GOAL OF THE EXERCISE: Copy out every item below, replacing "carries one point" with "has a single point" wherever it occurs and leaving all other wording unchanged. Do not include the pictures in your answer.

DATA SUPPLIED:
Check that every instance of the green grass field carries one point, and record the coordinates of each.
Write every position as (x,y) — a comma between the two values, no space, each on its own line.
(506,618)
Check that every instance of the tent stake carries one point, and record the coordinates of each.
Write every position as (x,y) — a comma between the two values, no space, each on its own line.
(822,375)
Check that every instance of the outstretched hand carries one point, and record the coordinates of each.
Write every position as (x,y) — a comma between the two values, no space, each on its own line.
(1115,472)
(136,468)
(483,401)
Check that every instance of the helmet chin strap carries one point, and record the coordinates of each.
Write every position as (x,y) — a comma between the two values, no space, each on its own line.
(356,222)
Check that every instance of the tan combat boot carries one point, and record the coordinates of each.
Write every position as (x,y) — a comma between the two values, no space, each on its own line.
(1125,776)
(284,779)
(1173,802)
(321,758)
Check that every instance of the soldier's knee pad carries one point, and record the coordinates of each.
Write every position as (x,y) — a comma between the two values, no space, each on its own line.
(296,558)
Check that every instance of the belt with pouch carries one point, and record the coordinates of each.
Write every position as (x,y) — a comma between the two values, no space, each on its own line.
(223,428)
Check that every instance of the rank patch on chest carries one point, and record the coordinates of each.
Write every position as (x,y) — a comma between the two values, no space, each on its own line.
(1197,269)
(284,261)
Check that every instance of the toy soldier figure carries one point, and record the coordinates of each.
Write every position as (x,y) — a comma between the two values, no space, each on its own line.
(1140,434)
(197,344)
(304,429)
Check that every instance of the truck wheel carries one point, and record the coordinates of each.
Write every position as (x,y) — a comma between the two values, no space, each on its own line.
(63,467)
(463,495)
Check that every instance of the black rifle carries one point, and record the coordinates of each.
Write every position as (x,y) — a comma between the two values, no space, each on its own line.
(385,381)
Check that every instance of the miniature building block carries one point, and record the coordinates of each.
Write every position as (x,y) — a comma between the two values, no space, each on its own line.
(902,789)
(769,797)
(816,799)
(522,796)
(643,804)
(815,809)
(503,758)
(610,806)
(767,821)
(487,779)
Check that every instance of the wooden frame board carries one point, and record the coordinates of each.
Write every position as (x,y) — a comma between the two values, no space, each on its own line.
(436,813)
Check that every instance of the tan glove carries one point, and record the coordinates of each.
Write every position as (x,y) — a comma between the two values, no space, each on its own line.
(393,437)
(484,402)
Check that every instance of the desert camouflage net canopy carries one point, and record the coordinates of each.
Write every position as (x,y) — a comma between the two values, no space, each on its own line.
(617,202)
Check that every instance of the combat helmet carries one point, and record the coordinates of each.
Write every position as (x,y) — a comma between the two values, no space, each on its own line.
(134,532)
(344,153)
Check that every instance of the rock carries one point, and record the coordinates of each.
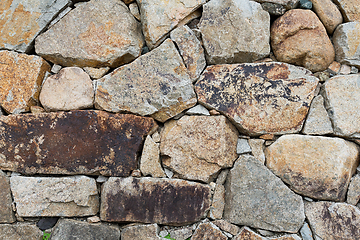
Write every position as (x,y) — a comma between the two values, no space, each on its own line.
(255,197)
(347,44)
(197,147)
(21,76)
(22,21)
(298,37)
(292,158)
(72,229)
(208,231)
(259,98)
(333,221)
(6,212)
(150,159)
(190,49)
(155,84)
(107,37)
(317,121)
(154,200)
(70,89)
(328,13)
(20,231)
(159,17)
(241,28)
(77,142)
(55,196)
(343,91)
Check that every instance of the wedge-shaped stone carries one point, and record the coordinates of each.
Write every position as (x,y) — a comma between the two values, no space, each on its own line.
(22,20)
(21,76)
(154,200)
(155,84)
(260,98)
(50,196)
(98,33)
(255,197)
(317,167)
(78,142)
(197,147)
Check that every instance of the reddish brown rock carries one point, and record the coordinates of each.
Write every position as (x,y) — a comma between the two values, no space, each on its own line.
(153,200)
(78,142)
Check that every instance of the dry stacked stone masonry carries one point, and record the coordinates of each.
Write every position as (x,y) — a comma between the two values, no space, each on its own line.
(180,119)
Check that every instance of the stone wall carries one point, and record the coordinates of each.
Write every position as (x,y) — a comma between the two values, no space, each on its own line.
(180,119)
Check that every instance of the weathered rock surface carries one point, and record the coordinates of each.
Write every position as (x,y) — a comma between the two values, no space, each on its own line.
(154,200)
(107,37)
(347,43)
(293,157)
(155,84)
(70,89)
(341,94)
(77,142)
(242,30)
(298,37)
(197,147)
(21,76)
(159,17)
(255,197)
(21,21)
(259,98)
(333,221)
(50,196)
(72,229)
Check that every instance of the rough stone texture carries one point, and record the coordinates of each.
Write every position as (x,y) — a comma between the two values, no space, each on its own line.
(333,221)
(107,37)
(259,98)
(72,229)
(150,159)
(341,94)
(6,213)
(347,43)
(298,37)
(50,196)
(197,147)
(159,17)
(21,76)
(70,89)
(20,231)
(255,197)
(242,30)
(154,200)
(317,121)
(22,20)
(293,157)
(155,84)
(77,142)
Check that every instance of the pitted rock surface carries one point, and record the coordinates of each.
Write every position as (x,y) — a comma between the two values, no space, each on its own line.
(260,98)
(77,142)
(154,200)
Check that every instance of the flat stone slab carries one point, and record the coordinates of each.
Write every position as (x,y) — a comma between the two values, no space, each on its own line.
(260,98)
(77,142)
(153,200)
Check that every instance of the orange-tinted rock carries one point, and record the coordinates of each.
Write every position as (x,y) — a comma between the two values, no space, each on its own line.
(21,76)
(78,142)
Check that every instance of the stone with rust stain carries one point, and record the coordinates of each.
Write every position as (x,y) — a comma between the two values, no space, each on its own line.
(314,166)
(99,33)
(21,76)
(260,98)
(21,21)
(77,142)
(154,200)
(333,221)
(155,84)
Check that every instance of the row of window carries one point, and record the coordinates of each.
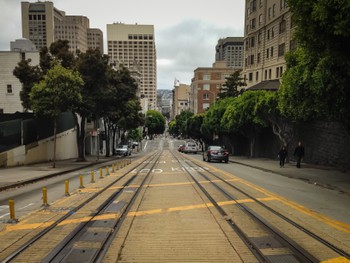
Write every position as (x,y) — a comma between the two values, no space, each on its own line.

EXERCISE ANSWER:
Check that every instance of the green grass field has a single point, and record the coordinates of each.
Write every position as (x,y) — a comma between the two values, no space, each on its own line.
(506,618)
Check that every instance of the tent stake has a single point, and record the coordinates of each.
Write every position as (x,y) — a comma between the two values, no space, each on its own line.
(822,375)
Check that every instance of the outstretched hand has a single point, and record the coordinates of each.
Write every position as (x,y) — a comma between the two values, no space, each on its own line.
(1115,472)
(136,468)
(483,401)
Check that every instance of the helmet chin strap has a single point, and record the coordinates of each.
Write every position as (x,y) — a comma between the two values, no space, each on its own line.
(356,222)
Check that every instance of the tan combat boot has a single point, and record the coordinates of each.
Write every position as (x,y) — a comma between the two values, no space, each on its own line.
(1125,776)
(284,779)
(1173,802)
(321,758)
Check that every instance of the soldier's knee pad has a single point, and record the coordinates of each.
Write every position as (x,y) — a comma between the two values, no space, each on its own line.
(296,558)
Check that every instance of the belt with pouch has a single point, and record the coordinates of each.
Write every position as (x,y) — a comma between the two values, no space, each on its own line.
(223,428)
Check that every instance of the rank patch on chest has a single point, and record the coordinates of each.
Write every position as (x,y) — a comma between the two values, no space, each on its own line.
(1197,269)
(284,261)
Check that every instance of the toy soldier figure has a single point, and record the coordinates of each.
Write every position as (x,y) — a comma between the two values, no space, each on its own line.
(1140,434)
(197,344)
(304,429)
Check that every instance of the truck wheel has a single point, and record the coordinates of each.
Write every position as (x,y) — a comma between the two values, no space, each on its own line.
(63,467)
(463,495)
Check that every instance of the black rifle has a single point, and record the coordinates of each.
Write every position as (x,y) — a comma between the two values, no space, each on its own line.
(385,381)
Check that every instance of the miniature building block has a single point, and record the coordinates of each.
Write every position as (x,y) — a comma between the two values, no space, each on its own line.
(902,789)
(769,797)
(816,799)
(522,796)
(643,804)
(815,809)
(503,758)
(610,806)
(767,821)
(487,779)
Check that every instance of the wooden frame board has a single point, and record the coordinates of each.
Write every position as (x,y) — a comma between the two values, no space, each on its own line.
(436,813)
Check that every instance of the tan glove has a single point, and record the coordinates of each.
Write every position as (x,y) — a comma between the two values, no space, each on its own line.
(393,437)
(484,402)
Check that every instance of the desert camouflage net canopy has a single point, and record the coordinates of each.
Write every position as (x,y) — a comma between the two values, no space, each on its own line.
(617,202)
Check that every instance of the combat helmet has a single point, and record the coordinates of each.
Write every position as (x,y) — a comma between the two values, no space, each on its own line.
(134,532)
(344,153)
Check that every instance of the rock has a single point, and record the coordinates of each.
Write every position as (x,y) — a comma between the two values, no space, each on its own line.
(255,197)
(347,44)
(197,147)
(21,76)
(22,21)
(298,37)
(292,158)
(72,229)
(208,231)
(259,98)
(333,221)
(6,212)
(150,159)
(190,49)
(155,84)
(107,37)
(317,121)
(154,200)
(70,89)
(328,13)
(20,231)
(159,17)
(241,28)
(77,142)
(55,196)
(343,91)
Check that every instance of the wedge-shaped stone has a single point, and record the coordinates of each.
Write every position as (x,y) — a comma between the two values, no space, each on its own line.
(22,20)
(21,76)
(154,200)
(155,84)
(260,98)
(50,196)
(98,33)
(255,197)
(317,167)
(78,142)
(197,147)
Check that every instance of the reddish brown rock has a single point, and record the coordinates of each.
Write every position as (x,y) — a comma between the two values, no space, each on its own line.
(153,200)
(78,142)
Check that every instance of the dry stacked stone masonry has a single point, and record the coordinates of each.
Write every position as (x,y) — a comma between the two values, no space, each on its own line.
(180,119)
Check that every instance of the stone wall has a single point, and record the coordinates of each.
Write every position as (x,y) — a comma between the two values, no space, each on its own line.
(180,119)
Check that every instance of the weathered rock surface has a single point, and record the coordinates of each.
Write every position as (x,y) — a comma between the two values, no space, each on its own line.
(154,200)
(107,37)
(347,43)
(293,157)
(155,84)
(70,89)
(341,94)
(77,142)
(242,30)
(298,37)
(197,147)
(21,76)
(159,17)
(255,197)
(21,21)
(259,98)
(333,221)
(50,196)
(72,229)
Check that every instance of the rough stone texture has a single point, and record the coordinates of each.
Write every position as (x,y) — a comma between the two values, no space, each on its own line.
(333,221)
(107,37)
(259,98)
(72,229)
(150,159)
(341,94)
(6,213)
(347,43)
(298,37)
(50,196)
(197,147)
(159,17)
(21,76)
(70,89)
(20,231)
(255,197)
(242,30)
(154,200)
(317,121)
(22,20)
(293,157)
(155,84)
(77,142)
Check that every instance of the pitted rock surface has a single point, and record the coordinates of each.
Write every position as (x,y) — a comma between the two values, no space, each on its own line.
(260,98)
(77,142)
(154,200)
Check that every instance of the flat stone slab has a single point, and record the coordinates of each.
Write every position as (x,y) — a comma between the two values, no space, each on its own line.
(260,98)
(77,142)
(153,200)
Check that every instance of the orange-tinted rock has a single point, and record the coordinates of each.
Write every position as (x,y) — a comma between the two values, no space, each on its own line.
(21,76)
(78,142)
Check that every instance of the stone with rust stain has a single point, and record the coordinates of each.
Write every position as (x,y) — a comma between the two values, no space, each on its own line.
(314,166)
(99,33)
(21,76)
(260,98)
(21,21)
(77,142)
(154,200)
(333,221)
(155,84)
Check that every instance of the row of window has a single point, and record the coordinates of each.
Write every position as (x,y) — a comma between the two values, no space, each on its own line.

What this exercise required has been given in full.